++++ Selected excerpt
Access to private repos is more complicated, however, I don’t think there’s a concern about rate limiting in that case. However, if the nix fetch proxy had access, access control features within the Nix fetch proxy could limit further distribution. For example, setting a policy that only some users to fetch from specific repos.
You might be able to get close to this by managing/manipulating the fetcher and tarball sqlite caches.
While that may work for now, that’s relying on an implementation detail that may just break in a couple months. And when such breakage happens, the official response would be “well this was an impl detail that you shouldn’t have relied on”.
Of course - these are mentioned as workarounds. A global NIX_FETCH_PROXY for all/some fetchers would be quite interesting and is likely the right approach. Similar to git’s “insteadOf” as @pwaller mentioned. Considering the fetcher subsystem is it’s own library, this might not be that hard to add.
I can ping the Github teams about this to see if there’s anything they an do on their end, can we put together a short form request?
More broadly, mirroring in general is a good idea since servers, even the corporate-controlled ones, go down. In the past mirroring was commonplace until developers started centralizing. It wouldn’t be much for folks to have a local code fork on their server & a mirror on one of the bigger hubs, but flakes does not support mirroring of any kind.
Yes mirroring was part of Franz Pletz’s platform for Steering Committee and I think it is a fantastic idea needed for a long time.
AFAIU, under the hood nix resolves github: flake refs to valid git URLs and calls git to fetch the code. Which means this must be the matter of configuring that git with proper insteadOf settings.
This seems to be the proper clean solution that works transparently to nix. Why discuss proxies and special configuration options? What am I missing?
No, github: primarily generates a github tarball URL (getDownloadUrl) which it then fetches and extracts.
It’s only going to use git in some edge cases, because a full clone can easily be 100x slower than just downloading a tarball on something like nixpkgs, and even shallow clones are not very fast…
Speaking of tarballs, actually there’s now a much simpler approach:
It seems it was only introduced into the NixOS infra this year (fastly: implement "Lockable HTTP Tarball Protocol" (Flakes) for channels.nixos.org by emilylange · Pull Request #562 · NixOS/infra · GitHub), so that’s why no one suggested it yet.
Thanks for the clarification.
Very surprising and really frustrating. Hard-coded optimization for a special case (a proprietary API!) w/o an option to hook in an arbitrary command as fetcher or something similar—an obvious thing a sysadmin would expect.
OK, how about having a locally hosted repo, downstream of sorts, which depends on my mirror of NixOS/nix and applies some patches/overlays to libfetchers? Something similar to sudo systemctl edit some.service on imperative distros. How would I approach that?
Doesn’t make sense. You’re talking about tarballs. How does that apply to github: flakerefs?
Don’t use github: flakerefs for nixpkgs inputs and this becomes a non-issue, basically. This largely only works for nixpkgs, since many flakes are distributed exclusively as GitHub repos, but nixpkgs is probably the most important one, and the one causing GitHub ratelimits in the context of this issue, so it helps to simply shift your sources to NixOS foundation infrastructure.
You’d have to patch nix, which you can just do. Are you asking how to apply patches to stuff deployed with NixOS (simple, pkgs.nix.overrideAttrs (_: { patches = [ <path-to-patch> ]; }), but where to put that depends on what and how you’re deploying) or just how to patch software in general?
++++++++
++++ Entries provided
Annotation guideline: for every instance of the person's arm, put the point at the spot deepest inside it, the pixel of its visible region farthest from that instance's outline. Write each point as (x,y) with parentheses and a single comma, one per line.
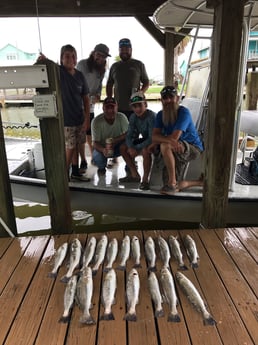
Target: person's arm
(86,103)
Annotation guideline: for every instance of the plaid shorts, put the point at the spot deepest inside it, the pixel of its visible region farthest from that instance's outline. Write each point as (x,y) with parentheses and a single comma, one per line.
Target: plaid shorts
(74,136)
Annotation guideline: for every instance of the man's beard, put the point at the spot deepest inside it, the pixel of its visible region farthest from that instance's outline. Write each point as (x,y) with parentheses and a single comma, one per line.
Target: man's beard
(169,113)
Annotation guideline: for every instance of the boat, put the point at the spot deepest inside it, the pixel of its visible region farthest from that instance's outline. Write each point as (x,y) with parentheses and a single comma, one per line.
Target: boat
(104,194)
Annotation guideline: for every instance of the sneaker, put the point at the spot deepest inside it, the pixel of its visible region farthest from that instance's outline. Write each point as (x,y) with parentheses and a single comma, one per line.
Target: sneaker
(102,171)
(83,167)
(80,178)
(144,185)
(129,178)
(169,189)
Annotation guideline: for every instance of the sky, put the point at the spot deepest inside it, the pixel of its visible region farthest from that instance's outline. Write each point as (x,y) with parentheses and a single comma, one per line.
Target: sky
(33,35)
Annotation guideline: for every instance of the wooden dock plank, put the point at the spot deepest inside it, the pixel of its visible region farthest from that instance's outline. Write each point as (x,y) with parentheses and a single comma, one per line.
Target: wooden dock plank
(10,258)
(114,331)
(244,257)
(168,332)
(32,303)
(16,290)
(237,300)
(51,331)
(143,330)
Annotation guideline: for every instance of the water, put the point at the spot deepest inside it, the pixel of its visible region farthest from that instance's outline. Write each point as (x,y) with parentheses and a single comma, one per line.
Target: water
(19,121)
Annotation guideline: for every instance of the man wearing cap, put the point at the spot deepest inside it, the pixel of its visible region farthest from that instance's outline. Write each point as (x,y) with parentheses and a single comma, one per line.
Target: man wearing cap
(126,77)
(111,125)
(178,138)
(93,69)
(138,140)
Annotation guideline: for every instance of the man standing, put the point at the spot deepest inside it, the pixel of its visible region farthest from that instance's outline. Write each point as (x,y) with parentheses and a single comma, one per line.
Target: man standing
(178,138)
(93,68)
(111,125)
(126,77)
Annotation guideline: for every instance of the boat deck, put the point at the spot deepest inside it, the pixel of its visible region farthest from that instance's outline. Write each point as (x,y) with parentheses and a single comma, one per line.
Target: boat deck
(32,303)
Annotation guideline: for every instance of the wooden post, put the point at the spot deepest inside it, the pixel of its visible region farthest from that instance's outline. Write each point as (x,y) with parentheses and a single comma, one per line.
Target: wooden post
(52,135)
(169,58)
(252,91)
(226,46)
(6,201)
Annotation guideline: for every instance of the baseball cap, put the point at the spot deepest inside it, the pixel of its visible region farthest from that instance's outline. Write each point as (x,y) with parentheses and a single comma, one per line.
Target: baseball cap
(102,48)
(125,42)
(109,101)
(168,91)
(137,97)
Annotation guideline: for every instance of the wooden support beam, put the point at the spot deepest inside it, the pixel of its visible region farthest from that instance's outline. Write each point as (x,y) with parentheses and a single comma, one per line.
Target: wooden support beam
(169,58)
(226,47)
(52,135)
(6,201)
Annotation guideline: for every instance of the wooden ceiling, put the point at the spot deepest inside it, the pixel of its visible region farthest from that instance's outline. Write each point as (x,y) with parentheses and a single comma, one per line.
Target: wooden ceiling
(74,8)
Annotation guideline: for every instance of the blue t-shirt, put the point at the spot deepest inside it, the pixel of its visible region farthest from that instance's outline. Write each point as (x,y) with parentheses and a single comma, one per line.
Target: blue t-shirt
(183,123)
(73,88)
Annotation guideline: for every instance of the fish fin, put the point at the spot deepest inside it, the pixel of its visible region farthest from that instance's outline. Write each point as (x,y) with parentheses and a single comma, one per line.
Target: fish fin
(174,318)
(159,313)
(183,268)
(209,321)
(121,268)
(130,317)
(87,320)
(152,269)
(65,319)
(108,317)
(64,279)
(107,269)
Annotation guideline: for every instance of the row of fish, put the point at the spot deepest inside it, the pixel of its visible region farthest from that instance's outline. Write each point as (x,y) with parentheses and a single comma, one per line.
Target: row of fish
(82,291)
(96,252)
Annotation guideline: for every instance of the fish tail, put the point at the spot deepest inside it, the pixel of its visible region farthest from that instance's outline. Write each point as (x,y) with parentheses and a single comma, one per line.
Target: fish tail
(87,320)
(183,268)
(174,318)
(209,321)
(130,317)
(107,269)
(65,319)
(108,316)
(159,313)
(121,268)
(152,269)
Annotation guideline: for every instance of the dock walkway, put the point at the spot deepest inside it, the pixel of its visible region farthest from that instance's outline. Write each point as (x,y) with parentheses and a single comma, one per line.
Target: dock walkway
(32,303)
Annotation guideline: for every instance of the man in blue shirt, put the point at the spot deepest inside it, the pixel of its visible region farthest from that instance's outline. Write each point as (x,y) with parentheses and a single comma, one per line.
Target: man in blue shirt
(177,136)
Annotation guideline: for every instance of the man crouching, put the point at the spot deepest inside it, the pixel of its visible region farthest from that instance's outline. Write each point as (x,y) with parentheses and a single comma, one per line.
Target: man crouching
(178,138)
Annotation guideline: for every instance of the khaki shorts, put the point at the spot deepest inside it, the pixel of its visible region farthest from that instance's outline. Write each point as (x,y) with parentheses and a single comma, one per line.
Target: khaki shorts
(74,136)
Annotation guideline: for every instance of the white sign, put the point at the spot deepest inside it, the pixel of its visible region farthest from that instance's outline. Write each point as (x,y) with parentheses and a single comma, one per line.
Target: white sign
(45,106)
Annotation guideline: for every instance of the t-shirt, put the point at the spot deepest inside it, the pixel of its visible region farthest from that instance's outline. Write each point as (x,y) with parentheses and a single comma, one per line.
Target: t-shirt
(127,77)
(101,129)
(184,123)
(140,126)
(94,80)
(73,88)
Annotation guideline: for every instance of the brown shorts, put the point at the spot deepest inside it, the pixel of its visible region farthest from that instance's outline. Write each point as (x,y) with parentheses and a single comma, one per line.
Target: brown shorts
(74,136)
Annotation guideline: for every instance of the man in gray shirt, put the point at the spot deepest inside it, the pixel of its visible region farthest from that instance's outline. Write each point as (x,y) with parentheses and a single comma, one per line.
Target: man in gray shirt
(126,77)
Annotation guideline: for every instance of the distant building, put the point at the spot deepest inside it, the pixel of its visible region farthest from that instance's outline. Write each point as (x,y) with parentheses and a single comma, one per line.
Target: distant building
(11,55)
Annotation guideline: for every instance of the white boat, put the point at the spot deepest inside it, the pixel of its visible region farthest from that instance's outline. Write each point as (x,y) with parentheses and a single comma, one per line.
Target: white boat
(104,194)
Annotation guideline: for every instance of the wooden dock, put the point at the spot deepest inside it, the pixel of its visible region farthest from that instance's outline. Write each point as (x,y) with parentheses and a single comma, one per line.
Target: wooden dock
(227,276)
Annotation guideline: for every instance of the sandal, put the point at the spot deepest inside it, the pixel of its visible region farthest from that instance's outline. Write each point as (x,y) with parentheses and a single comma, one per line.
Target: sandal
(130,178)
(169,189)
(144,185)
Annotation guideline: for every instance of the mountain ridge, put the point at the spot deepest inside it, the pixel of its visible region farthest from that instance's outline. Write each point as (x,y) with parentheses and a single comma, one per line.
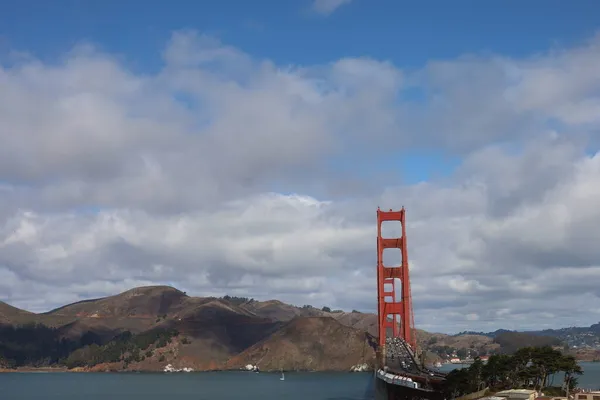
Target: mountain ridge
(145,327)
++++++++
Task instructions:
A) Answer these questions from the forum thread on Nix fetching and mirroring:
(i) What kind of URL does github: primarily generate before fetching and extracting it?
(ii) Whose Steering Committee platform included mirroring?
(iii) About how much slower can a full clone of something like nixpkgs be than downloading a tarball?
B) Extend the forum thread on Nix fetching and mirroring with one more reply that follows from its last post.

Outputs:
A)
(i) A GitHub tarball URL, produced by getDownloadUrl.
(ii) Franz Pletz's.
(iii) About 100 times slower.

B)
Either way, while patching nix downstream is of course an option, a generic, stable solution that doesn’t require downstream maintenance - which downstream patches to nix would - would be nice, which is why proxies and special configuration options are being discussed.
Well, having to manually control transitive github: inputs and explicitly setting follows to my mirrors in my flakes seemed like an anti-pattern. Initially my idea was having a downstream repo depending on my nix-community/nix-installers mirror to customize it (extra substituters in nix.conf etc.) including insteadOf or whatever makes github: refs just work. Now I realize that patching nix can be done in that downstream repo as well, w/o having another downstream repo just for nix. However, patching indeed looks like too much hassle compared to explicit follows.
I know how to apply patches in general but I’m still new to nix. The ecosystem seems to be based on conventions and patterns which I may be not fully aware of (I guess that’s what low-policy means). I have used some overlays in my machine’s nix-darwin flake configuration though.
The point is that we want this to work for the ecosystem that already exists. The problem to be fixed is ‘if a user follows instructions they find, things should work as expected’.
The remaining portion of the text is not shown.